◆ WRITTEN PROBLEM
Continue the text on the legal requirements for running an eShop in Slovakia from the point where it ends.

◆ SOURCE
◆ ◆ ◆ ◆ ◆

Rapidly expanding area of e-commerce is legally regulated on European level and by the member states, including Slovakia. Thus, if you consider expanding your business by an eShop aimed at Slovak customers you should verify all your legal obligations and avoid the risk of possible penalties. We would like to draw your attention to  the changes in the taxation of e-shops from July 1, 2021.

Legal form of business

An eShop can be run based on trade permission issued to a natural person – entrepreneur, i.e. by the registration in the Trade register or by a business company or registered branch of foreign legal entity registered in the Trade and the Commercial registers.

Necessary documentation

In order to run an eShop compliant with the Slovak legislation, you will need a comprehensive documentation, such as general commercial terms and conditions, return/complaints procedure, delivery conditions, information on alternative dispute resolution, complex documentation regarding data protection in compliance with the General Data Protection Regulation (GDPR) and the Act on Personal Data Protection (the Act on PDP), including publishing the specified information on the eShop website.

Information duties

The scope of information duties that the operator of eShop shall provide to customers, even before the conclusion of the contract, is very broad. The most important information are the identification details of the trader, detailed information on the nature of goods, the total price of the goods including additional fees, such as delivery or VAT fees, instruction on liability for damage, etc.

◆ ◆ ◆ ◆ ◆

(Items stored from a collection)
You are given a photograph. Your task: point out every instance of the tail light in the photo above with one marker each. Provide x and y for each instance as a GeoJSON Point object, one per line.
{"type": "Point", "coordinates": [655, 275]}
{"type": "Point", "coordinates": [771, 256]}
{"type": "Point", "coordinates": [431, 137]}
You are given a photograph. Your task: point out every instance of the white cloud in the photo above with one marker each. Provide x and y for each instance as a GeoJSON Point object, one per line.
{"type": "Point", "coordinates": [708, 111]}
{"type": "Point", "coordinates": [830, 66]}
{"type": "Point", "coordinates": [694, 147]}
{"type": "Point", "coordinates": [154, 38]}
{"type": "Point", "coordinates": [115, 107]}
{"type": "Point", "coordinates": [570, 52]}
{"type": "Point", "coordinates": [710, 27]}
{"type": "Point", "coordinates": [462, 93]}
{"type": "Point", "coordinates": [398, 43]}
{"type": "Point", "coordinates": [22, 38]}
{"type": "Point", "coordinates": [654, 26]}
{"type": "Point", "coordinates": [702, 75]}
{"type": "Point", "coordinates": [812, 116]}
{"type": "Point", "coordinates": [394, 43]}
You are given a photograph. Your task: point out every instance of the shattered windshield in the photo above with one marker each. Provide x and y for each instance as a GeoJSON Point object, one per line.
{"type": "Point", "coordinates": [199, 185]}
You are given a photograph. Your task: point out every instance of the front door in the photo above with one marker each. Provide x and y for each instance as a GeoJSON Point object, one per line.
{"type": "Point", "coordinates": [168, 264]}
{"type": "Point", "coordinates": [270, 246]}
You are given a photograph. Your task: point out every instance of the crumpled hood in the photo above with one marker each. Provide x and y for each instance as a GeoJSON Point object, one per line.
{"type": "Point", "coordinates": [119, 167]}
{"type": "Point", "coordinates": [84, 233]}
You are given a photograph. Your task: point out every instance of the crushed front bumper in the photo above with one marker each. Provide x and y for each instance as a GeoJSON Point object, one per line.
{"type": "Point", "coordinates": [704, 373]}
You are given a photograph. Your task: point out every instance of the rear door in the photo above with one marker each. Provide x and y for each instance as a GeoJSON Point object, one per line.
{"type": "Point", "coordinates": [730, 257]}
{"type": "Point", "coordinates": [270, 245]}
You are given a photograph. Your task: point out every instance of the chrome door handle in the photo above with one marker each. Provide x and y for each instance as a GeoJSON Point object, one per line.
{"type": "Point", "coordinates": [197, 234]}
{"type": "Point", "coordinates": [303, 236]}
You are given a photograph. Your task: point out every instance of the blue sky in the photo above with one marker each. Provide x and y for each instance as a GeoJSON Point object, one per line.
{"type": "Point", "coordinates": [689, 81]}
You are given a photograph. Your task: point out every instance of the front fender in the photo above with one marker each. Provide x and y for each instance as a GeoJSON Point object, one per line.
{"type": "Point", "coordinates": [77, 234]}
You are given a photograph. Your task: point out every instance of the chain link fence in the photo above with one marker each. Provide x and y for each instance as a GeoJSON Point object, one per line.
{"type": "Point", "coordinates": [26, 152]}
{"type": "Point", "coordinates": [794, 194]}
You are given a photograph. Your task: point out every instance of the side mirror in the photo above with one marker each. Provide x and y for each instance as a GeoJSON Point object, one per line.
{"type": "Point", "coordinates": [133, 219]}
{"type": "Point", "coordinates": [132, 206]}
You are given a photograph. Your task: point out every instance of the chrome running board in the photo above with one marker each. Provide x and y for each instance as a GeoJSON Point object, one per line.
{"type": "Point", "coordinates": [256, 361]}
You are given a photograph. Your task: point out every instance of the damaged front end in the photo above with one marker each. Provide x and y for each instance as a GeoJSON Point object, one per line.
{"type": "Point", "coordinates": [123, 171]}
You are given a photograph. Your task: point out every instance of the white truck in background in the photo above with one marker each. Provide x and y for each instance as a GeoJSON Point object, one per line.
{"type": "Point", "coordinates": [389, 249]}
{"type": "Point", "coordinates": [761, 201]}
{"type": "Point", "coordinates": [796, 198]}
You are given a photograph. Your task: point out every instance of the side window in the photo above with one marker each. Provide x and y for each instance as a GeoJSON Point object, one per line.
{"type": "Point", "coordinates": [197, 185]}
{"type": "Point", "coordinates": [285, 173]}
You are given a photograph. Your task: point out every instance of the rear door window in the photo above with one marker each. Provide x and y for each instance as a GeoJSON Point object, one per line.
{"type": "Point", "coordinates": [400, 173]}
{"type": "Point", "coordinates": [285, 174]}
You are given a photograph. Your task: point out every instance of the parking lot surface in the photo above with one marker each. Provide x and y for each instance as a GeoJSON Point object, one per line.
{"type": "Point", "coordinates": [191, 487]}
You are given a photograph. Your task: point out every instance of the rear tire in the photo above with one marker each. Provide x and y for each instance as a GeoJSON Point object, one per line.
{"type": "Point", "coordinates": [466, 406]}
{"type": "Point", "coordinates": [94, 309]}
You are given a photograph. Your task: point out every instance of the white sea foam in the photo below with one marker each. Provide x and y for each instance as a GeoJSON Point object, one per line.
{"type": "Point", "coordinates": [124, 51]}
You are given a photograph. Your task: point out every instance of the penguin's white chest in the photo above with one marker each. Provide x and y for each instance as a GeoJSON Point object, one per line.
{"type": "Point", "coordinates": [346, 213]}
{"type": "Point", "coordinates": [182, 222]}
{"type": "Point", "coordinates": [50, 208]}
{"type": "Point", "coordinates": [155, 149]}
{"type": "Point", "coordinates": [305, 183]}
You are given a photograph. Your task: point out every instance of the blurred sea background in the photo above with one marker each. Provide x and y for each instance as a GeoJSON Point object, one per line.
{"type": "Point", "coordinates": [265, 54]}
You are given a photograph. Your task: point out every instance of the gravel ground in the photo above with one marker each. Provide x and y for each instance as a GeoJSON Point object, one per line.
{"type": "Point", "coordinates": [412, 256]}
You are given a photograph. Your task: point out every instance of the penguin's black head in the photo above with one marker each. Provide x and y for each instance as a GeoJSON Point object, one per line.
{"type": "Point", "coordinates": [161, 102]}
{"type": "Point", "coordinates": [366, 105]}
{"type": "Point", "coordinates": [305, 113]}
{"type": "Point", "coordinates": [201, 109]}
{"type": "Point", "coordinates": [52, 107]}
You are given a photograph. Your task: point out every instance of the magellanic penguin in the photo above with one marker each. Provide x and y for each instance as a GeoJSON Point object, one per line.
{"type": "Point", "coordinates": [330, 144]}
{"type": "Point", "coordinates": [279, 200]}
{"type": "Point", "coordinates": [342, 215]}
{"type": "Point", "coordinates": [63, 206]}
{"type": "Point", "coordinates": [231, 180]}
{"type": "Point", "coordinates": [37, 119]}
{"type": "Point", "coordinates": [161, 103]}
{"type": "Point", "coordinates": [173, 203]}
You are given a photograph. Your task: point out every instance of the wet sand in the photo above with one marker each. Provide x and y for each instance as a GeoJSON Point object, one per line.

◆ ◆ ◆ ◆ ◆

◆ RESPONSE TO THE TASK
So called Omnibus Directive applicable in EU member states from May 28, 2022 sets new rules for price promotion, according to which in case of discounts the consumer has to be informed of the prior price of the goods as the lowest one applied to those goods over the 30-day period prior to the promotion being applied.

New Act on Consumer Protection

Besides, the Parliament has adopted a new Act on Consumer Protection dated on July 20, 2023, which should replace the current Act on Consumer Protection as well as the Act on Consumer Protection in the Sale of Goods or Provision of Services under a Contract Concluded at a Distance or a Contract Concluded Outside the Seller’s Premises, but it will also affect other legal acts.

This new Act on consumer protection has not yet entered into force and effect, because the President has sent it back to Parliament with observations. When Parliament overrides the President’s veto, we will be looking at new consumer protection legislation. The changes that this draft will bring will be linked to updating the information requirements for contracts concluded at a distance or away from the trader’s premises, a new regulation of the information obligations of providers of online marketplaces, as well as the introduction of new definitions of digital content, digital services or things with digital elements, etc.

It also includes the aforementioned regulation on price reductions to ensure that consumers are not misled about the amount of the actual discount.

Consumer rights

A consumer, due to the fact of concluding the contract by the means of distance communication, has additional rights, that it should be informed about by the eShop operator. Besides the information duties about which the trader is obliged to inform the customer, the Act also provides the right to withdraw from the purchase contract within 14 days after receiving purchased goods without giving a reason for withdrawal.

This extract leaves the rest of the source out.